[Dataset entries]
[Start of Attachment]

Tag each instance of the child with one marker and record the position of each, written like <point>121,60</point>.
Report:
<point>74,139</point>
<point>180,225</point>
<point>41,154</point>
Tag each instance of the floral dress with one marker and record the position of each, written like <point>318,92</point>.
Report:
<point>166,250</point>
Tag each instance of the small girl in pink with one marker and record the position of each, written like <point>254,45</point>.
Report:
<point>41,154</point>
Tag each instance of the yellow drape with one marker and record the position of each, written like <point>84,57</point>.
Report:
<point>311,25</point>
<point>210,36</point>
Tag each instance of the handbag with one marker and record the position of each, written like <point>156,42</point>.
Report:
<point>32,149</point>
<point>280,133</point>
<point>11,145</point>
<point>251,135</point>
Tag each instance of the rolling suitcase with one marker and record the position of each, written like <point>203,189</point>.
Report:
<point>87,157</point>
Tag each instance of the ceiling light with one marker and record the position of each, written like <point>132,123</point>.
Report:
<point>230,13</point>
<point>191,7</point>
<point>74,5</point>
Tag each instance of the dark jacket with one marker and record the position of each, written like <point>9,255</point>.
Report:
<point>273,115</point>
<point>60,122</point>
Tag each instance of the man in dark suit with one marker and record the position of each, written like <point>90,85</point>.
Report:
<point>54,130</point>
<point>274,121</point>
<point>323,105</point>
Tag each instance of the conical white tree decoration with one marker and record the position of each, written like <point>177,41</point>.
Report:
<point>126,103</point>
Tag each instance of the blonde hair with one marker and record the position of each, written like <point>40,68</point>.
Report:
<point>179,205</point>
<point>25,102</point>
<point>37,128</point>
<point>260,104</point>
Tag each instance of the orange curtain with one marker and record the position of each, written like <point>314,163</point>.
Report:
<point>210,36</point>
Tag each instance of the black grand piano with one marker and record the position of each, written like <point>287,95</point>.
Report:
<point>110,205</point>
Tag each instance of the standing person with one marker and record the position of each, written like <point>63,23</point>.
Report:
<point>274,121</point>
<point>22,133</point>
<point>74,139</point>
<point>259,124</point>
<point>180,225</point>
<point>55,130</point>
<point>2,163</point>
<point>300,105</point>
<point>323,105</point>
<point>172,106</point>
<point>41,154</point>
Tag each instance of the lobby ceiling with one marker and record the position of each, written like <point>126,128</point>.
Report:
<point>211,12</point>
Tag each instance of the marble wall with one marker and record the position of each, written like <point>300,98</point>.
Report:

[End of Attachment]

» Task goal
Reprint exactly the lines above that start at the one with "Tag each instance of the yellow" and end at the one with "Tag each instance of the handbag", keeping both and adding none.

» Task output
Tag each instance of the yellow drape with one marker and record the position of each, written like <point>84,57</point>.
Report:
<point>311,25</point>
<point>210,36</point>
Tag each instance of the handbag with one marker and record the position of each, written like <point>156,42</point>.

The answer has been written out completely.